### Required work
In the entries below, the lines from the one with "box: [0, 35, 391, 172]" through the one with "47L286 34L122 69L76" are to be copied exactly; both ends count.

Records shown below:

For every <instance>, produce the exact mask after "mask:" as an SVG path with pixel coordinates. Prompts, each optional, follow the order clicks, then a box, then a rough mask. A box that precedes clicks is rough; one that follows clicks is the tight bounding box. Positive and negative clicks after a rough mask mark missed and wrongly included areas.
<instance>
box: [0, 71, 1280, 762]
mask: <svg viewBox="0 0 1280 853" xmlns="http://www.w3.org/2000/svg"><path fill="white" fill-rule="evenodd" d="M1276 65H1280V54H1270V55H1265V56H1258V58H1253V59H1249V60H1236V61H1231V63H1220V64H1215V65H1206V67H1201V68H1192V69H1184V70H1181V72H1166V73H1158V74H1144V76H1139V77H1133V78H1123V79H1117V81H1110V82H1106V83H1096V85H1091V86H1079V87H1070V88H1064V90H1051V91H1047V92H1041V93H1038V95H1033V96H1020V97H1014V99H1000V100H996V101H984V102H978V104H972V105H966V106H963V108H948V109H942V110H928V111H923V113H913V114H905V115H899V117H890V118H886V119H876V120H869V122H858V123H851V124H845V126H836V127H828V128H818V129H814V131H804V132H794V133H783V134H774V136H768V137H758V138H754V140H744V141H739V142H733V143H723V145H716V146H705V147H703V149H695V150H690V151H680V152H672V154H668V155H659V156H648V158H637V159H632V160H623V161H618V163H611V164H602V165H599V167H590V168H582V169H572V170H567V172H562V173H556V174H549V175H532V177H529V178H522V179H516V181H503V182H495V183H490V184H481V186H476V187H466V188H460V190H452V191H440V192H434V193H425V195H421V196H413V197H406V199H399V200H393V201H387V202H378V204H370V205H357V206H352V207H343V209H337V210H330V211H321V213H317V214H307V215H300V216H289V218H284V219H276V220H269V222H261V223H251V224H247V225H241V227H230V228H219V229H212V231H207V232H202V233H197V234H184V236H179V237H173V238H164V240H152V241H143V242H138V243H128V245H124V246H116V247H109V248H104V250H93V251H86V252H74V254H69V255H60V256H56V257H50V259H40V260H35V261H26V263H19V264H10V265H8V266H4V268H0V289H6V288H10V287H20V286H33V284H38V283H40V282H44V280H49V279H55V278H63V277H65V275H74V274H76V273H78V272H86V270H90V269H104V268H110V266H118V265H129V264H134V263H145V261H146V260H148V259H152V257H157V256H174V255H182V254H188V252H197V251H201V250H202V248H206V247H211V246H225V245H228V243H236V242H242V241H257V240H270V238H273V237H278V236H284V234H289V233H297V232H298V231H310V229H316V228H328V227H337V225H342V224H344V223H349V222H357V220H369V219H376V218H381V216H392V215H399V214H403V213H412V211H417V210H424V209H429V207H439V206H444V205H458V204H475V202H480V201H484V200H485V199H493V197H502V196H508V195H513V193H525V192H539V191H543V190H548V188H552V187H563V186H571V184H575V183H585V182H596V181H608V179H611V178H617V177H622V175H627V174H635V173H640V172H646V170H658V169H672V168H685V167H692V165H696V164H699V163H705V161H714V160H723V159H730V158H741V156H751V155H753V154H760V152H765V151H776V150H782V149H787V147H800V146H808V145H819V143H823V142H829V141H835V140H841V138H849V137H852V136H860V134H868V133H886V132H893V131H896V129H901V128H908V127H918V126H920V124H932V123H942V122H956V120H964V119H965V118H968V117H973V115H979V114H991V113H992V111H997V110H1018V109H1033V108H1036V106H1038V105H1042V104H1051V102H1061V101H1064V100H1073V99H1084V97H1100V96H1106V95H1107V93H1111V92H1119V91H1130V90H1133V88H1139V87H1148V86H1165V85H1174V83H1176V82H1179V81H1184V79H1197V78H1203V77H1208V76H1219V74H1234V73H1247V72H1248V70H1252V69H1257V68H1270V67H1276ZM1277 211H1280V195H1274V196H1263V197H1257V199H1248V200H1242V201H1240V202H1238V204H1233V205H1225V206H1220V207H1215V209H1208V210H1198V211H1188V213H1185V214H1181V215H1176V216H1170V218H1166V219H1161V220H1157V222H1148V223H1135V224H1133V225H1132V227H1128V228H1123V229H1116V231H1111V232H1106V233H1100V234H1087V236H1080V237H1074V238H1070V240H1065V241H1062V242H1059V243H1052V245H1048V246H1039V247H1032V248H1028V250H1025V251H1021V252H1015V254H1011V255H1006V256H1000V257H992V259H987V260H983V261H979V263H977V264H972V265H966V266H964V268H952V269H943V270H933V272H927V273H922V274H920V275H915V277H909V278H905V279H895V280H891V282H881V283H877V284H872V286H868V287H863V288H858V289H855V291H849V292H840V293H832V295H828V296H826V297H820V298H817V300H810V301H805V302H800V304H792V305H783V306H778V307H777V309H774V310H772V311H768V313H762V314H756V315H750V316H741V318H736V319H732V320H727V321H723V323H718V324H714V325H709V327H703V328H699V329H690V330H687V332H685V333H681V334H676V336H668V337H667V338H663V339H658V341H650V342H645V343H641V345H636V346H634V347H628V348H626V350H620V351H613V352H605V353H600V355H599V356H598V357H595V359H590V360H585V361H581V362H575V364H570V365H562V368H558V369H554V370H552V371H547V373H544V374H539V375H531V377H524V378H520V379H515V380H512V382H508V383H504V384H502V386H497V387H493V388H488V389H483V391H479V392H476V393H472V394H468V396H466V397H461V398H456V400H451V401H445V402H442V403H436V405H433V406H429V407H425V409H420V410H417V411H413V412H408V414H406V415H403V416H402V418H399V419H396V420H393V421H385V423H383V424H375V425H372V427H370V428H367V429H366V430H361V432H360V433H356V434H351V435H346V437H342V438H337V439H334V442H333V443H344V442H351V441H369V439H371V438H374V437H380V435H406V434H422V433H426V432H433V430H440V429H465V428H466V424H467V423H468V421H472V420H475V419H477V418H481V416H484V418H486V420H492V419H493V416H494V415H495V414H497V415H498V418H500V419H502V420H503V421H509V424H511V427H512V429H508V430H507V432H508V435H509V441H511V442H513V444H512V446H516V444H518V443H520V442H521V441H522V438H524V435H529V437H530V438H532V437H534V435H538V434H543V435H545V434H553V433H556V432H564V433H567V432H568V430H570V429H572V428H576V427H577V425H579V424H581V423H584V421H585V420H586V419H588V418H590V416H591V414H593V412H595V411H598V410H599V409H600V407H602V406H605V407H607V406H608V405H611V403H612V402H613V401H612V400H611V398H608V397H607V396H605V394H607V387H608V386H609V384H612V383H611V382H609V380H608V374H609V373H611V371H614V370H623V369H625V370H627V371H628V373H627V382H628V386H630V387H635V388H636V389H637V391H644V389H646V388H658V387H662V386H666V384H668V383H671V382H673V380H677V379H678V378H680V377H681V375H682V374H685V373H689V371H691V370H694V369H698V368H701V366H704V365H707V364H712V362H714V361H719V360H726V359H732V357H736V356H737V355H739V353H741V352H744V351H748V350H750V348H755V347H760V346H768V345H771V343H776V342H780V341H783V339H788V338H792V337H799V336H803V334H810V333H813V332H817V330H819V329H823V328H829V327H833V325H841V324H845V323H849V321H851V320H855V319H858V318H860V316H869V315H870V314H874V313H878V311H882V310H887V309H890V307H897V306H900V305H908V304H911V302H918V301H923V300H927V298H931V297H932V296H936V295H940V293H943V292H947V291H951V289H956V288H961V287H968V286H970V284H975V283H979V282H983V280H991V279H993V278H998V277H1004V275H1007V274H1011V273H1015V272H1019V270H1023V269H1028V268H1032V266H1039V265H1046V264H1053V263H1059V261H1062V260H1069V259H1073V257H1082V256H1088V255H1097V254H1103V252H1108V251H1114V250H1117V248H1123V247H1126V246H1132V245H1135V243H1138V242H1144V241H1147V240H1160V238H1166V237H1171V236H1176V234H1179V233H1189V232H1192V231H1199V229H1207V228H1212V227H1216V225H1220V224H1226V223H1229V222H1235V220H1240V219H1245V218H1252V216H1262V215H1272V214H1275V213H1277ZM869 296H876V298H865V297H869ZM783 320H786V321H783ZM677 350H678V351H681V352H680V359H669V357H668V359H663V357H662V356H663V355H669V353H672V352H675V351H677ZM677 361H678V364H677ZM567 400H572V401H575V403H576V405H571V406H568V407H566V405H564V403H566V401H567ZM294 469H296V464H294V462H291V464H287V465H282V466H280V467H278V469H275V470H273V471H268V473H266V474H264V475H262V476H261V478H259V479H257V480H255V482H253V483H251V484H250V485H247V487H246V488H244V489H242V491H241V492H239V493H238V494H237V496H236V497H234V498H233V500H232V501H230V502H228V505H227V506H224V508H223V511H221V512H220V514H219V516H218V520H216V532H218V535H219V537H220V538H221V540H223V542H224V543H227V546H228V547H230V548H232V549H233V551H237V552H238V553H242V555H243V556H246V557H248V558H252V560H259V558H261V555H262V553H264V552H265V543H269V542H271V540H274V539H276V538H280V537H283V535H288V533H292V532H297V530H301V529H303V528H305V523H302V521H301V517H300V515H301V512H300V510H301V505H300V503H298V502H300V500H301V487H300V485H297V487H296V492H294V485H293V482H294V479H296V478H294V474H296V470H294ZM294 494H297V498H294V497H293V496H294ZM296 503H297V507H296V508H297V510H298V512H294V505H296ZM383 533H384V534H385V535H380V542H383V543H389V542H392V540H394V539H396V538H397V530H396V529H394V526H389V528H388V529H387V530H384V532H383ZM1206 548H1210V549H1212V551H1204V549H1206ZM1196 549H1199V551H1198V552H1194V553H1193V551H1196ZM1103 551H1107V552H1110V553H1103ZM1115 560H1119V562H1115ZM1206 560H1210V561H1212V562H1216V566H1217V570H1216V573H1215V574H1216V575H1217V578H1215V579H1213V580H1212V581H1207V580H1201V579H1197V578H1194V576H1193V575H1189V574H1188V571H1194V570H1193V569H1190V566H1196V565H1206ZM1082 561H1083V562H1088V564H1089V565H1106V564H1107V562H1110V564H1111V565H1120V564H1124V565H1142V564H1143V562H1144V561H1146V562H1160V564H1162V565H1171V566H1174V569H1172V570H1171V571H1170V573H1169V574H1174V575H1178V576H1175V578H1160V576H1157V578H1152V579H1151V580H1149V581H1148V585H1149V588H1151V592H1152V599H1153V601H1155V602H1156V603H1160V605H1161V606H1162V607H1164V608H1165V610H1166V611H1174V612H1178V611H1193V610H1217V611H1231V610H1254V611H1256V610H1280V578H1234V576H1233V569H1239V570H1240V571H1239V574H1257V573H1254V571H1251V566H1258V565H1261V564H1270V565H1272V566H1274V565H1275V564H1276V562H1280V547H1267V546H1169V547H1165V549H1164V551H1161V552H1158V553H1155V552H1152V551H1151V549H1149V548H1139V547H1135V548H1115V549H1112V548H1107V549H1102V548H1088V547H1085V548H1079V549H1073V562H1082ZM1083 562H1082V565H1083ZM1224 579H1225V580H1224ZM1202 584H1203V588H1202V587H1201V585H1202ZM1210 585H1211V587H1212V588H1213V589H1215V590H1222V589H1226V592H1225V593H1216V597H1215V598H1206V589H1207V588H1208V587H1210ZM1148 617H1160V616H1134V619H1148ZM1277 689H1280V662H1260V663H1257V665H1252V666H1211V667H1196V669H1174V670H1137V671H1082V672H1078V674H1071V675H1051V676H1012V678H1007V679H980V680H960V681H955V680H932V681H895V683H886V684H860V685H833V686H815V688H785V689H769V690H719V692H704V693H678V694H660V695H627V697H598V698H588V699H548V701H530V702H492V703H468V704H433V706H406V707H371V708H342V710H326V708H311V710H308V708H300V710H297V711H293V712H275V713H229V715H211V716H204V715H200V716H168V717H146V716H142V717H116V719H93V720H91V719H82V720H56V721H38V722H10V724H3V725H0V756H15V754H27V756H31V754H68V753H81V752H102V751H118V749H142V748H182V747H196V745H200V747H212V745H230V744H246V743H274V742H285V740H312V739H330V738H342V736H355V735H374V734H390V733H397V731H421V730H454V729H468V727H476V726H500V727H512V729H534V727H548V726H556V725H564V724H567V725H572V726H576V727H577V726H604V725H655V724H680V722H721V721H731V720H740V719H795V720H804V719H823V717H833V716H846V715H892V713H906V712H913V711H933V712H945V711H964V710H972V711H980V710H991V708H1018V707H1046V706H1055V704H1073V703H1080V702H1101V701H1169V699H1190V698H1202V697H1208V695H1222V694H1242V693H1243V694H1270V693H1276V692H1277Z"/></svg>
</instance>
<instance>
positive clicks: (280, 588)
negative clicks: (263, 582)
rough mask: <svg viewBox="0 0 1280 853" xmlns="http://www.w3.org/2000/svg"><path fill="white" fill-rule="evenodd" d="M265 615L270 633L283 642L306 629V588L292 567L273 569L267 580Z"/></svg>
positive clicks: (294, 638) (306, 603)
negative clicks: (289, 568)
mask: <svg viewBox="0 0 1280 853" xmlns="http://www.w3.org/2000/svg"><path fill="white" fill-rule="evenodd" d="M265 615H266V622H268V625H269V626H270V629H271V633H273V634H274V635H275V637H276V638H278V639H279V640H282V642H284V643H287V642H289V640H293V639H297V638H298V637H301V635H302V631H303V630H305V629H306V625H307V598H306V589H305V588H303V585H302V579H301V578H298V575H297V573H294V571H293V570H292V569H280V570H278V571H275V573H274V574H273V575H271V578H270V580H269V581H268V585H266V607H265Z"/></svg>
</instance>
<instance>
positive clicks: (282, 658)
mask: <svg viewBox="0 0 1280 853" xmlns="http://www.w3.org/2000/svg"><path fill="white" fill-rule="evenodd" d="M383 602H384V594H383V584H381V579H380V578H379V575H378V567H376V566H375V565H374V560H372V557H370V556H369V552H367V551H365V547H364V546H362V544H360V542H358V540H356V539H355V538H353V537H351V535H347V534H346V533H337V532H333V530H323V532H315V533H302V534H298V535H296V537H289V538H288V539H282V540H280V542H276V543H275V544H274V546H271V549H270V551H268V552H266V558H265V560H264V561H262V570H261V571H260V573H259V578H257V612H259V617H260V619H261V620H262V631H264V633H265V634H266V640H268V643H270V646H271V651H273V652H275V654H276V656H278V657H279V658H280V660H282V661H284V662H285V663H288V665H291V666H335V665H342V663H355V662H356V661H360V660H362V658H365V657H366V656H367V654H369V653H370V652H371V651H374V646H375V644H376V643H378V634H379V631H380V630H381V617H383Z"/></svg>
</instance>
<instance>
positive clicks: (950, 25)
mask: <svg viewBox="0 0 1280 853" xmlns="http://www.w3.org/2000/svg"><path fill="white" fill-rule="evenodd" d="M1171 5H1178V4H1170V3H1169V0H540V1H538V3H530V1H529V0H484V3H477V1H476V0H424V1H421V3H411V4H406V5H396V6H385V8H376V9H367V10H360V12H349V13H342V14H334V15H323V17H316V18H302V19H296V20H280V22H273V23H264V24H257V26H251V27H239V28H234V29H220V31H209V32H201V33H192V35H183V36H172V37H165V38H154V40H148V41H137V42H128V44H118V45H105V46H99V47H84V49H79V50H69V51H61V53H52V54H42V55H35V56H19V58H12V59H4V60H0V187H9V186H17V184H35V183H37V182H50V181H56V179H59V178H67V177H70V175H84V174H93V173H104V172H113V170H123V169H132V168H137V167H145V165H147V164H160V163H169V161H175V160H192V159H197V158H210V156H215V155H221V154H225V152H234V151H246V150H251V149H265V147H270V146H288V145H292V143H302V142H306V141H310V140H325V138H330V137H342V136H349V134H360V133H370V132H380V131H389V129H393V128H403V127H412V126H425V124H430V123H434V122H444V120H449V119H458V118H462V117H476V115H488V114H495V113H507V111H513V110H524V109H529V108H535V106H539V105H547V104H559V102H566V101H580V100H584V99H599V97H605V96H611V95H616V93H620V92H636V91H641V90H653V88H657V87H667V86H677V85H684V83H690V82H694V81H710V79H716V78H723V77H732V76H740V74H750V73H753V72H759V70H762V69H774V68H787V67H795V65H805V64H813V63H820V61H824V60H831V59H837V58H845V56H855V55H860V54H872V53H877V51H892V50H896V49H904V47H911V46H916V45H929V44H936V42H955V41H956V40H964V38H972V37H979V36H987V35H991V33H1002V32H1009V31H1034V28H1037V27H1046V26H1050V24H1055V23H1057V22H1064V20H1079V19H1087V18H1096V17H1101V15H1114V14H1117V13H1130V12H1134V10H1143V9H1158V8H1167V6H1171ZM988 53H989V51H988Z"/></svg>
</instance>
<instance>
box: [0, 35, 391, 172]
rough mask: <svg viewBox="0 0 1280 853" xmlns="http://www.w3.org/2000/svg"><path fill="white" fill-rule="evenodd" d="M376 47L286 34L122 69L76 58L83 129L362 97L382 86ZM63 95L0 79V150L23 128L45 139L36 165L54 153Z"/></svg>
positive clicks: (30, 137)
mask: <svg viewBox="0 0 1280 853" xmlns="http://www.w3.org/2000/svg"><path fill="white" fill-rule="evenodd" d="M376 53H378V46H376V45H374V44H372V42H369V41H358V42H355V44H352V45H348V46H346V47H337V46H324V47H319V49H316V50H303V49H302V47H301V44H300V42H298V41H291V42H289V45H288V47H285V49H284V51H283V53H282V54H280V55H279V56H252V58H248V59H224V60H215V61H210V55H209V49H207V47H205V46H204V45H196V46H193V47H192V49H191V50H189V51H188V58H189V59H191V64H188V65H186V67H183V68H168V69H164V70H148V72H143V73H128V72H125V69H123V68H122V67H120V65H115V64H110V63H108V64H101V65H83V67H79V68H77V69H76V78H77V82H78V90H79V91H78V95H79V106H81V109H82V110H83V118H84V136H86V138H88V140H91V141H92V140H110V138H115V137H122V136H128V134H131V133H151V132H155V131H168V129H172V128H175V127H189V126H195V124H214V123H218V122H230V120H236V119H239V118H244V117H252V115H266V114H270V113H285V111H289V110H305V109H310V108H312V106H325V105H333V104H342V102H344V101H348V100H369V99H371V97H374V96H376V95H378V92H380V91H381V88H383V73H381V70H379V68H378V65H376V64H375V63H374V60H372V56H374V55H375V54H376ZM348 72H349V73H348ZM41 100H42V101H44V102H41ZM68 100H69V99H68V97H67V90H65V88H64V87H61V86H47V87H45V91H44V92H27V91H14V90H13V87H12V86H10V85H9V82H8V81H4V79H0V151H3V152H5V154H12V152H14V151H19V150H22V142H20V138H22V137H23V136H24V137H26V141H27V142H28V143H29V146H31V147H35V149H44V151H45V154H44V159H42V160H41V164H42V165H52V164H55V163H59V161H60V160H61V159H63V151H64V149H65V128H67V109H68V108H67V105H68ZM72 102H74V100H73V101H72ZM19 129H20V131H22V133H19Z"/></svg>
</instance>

End of Records shown.

### Task solution
box: [0, 35, 391, 172]
rough mask: <svg viewBox="0 0 1280 853" xmlns="http://www.w3.org/2000/svg"><path fill="white" fill-rule="evenodd" d="M376 47L286 34L122 69L76 58L83 129L362 97L382 86ZM63 95L0 79V150L23 128L45 139L36 165L54 153Z"/></svg>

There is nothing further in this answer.